▶ [WRITTEN TASKS]:
• a. Answer these questions using the transcript on the Franklin expedition, one answer per line, marked the same way:
(i) In what year did a joint search team turn up the first clue?
(ii) Where did the expedition spend its first winter?
(iii) In what year did archaeologists exhume the bodies?
• b. Rewrite the transcript on the Franklin expedition from "Lead was a common" up to and including "of the Arctic.", swapping "canned food" for "tinned food".
• c. Extend the transcript on the Franklin expedition from the point where it stops.

▶ [GIVEN TEXT]:
========

When Franklin set sail in 1845, he was aware that his ships could be trapped in sea ice for at least one winter.
But in 1847, after two years with no word, Lady Jane Franklin put pressure on the authorities to start looking for her husband and his crew.
Rescue missions were sent from Britain and America.
And in 1850, near the entrance to the Northwest Passage, a joint search team turned up the first clue.
Graves.
Of three sailors who had died during Franklin's very first winter in the Arctic.
Even in the 1840s, this many fatalities so early in a mission was unusual.
LAMBERT: This shouldn't happen.
Three men should not die in the first winter of an Arctic expedition.
They've only been out of Britain six months.
What's killing them?
NARRATOR: With Erebus and Terror st uck in the ice, these graves indicate Franklin's expedition spent their first winter here at Beechey Island, well north of the modern search zone.
Overwintering was something they'd anticipated.
Burying three of their crew was not.
One of the graves was marked with a quote from the Bible.
(bell ringing) "Thus saith the Lord of Hosts; consider your ways."
Puzzling.
It's ominous.
Has something gone wrong?
Do they sense that something is going to go wrong for the rest of the expedition?
NARRATOR: Over a century later, in 1984, archaeologists exhume the bodies to try and work out how they died.
The corpses were shockingly well-preserved in the frozen ground.
Tests revealed high levels of lead in their systems.
Lead was a common pollutant in 19th-century England.
But it could also have come from piping in the ship's water system, or even from the solder used to seal canned food.
Innovations designed to protect the men from the rigors of the Arctic.

========

▶ [RECORDED INFORMATION]:
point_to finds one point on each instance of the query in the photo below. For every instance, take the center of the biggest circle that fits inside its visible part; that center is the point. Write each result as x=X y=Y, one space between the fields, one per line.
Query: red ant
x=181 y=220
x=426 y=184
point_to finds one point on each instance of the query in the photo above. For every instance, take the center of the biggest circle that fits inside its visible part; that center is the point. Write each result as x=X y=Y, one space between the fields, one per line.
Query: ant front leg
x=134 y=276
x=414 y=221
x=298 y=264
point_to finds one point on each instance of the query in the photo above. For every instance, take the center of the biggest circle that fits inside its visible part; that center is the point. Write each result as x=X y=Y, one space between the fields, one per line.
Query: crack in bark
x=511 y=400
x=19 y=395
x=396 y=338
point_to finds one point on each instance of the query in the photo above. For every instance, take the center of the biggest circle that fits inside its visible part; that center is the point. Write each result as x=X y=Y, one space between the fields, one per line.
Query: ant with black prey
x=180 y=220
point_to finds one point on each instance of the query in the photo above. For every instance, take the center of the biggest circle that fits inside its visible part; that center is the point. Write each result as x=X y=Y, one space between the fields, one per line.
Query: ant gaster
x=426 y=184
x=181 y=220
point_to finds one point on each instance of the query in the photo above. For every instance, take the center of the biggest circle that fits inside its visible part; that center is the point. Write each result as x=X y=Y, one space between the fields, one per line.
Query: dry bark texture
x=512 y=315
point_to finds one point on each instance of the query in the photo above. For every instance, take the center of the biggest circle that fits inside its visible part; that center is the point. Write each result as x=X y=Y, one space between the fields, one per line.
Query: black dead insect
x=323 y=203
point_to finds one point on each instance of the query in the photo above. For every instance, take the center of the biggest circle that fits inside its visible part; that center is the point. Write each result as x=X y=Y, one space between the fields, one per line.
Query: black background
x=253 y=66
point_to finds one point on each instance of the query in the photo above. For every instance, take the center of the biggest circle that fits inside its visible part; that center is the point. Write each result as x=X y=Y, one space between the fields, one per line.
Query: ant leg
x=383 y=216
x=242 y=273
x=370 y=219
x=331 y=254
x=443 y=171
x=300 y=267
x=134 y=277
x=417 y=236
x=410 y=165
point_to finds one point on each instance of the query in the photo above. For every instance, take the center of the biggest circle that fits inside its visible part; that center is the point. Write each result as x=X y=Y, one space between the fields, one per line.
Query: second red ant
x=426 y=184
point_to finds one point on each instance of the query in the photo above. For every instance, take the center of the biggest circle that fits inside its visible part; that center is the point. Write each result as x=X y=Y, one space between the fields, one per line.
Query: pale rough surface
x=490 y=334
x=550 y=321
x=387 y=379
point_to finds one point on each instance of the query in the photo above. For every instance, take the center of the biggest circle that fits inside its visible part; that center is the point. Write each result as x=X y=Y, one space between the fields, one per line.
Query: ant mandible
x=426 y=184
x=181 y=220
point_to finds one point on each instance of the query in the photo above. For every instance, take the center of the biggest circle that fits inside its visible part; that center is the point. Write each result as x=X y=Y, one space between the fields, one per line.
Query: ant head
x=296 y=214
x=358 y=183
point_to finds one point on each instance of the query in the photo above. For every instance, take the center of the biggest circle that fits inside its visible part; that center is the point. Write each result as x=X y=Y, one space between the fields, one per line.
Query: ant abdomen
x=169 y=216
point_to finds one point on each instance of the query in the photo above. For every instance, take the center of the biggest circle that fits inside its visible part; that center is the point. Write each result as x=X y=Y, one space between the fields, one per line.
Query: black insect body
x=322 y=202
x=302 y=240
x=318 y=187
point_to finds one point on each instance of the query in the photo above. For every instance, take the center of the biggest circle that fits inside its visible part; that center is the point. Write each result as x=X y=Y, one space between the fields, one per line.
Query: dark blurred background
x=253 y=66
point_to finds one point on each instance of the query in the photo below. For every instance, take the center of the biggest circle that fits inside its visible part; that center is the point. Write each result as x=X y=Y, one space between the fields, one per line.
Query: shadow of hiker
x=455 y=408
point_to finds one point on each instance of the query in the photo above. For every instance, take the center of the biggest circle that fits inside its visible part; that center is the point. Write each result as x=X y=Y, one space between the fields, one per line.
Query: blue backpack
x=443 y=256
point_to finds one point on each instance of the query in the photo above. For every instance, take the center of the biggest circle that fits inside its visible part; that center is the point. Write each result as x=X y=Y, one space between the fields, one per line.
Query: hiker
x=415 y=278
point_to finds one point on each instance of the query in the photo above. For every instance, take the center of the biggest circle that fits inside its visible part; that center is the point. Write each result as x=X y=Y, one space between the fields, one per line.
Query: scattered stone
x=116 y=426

========

▶ [PER-TASK OUTPUTS]:
• a.
(i) 1850
(ii) Beechey Island
(iii) 1984

• b.
Lead was a common pollutant in 19th-century England.
But it could also have come from piping in the ship's water system, or even from the solder used to seal tinned food.
Innovations designed to protect the men from the rigors of the Arctic.

• c.
But the tests didn't prove that lead poisoning was the cause of death, so this clue only deepened the mystery.
In the search zone, the Arctic Explorer has scanned a few square miles near the last position of Erebus and Terror recorded by the crew.
Back on the ship, the team downloads the data to get their first glimpse of the Arctic seafloor.
DAVE SHEA: As you can see, there's not a lot of features in this particular area.
BERNIER: So, this is sterile completely.
There's nothing, right?
Yeah.
NARRATOR: With no discoveries in the first pass, they're eager to press on with the search.
But there's a problem: the ice, which had briefly opened up, is back.
GEIGER: As hard as it may be to believe, this is somewhere in the Arctic.
In parts of the Arctic, this is as good as it's going to get this year.
NARRATOR: Global warming means the amount of summer sea ice in the Arctic is in long-term decline.
But from one year to the next, the picture is far more complex.
Just because there's a warming trend due to global warming doesn't mean that you won't have variations.
Modern-day ships can still encounter difficult ice because the year-to-year variations in this part of the world can be just extreme.
You can go from no ice one summer to completely landlocked ice, where the ice goes from coast to coast, in another summer.
It's hard to predict.
The Arctic has always been an incredibly variable place.
NARRATOR: In 2014, unusually extensive sea ice is now threatening to shut down the search here entirely.
It's frustrating because the team is so close to the suspected last location of Franklin's ships.
But how do we know these crucial coordinates?
After the discovery of graves in 1850, several more search expeditions were sent to the Arctic.
And in 1859, nearly 15 years after Franklin set sail, the next tantalizing clue was found on King William Island, nearly 400 miles south of the burial site.
Here, in a stone cairn, men of the Franklin expedition had left a single, handwritten note.
LEWIS-JONES: The note, an incredible document of the fate of the Franklin crews.
How can a piece of paper hold fortune in its hands?
This is the most important object that has been recovered.
NARRATOR: This precious piece of the Franklin puzzle is now held at the National Maritime Museum in London.
CLAIRE WARRIOR: It was standard naval practice to issue these kind of notes with a standard blank form that would be filled in when necessary.
The notes were then placed in tubes like these.
They could be just left for people to find information about the expedition.
NARRATOR: The note explains that from Beechey Island, the expedition sailed over 350 miles south to coordinates near the coast of King William Island.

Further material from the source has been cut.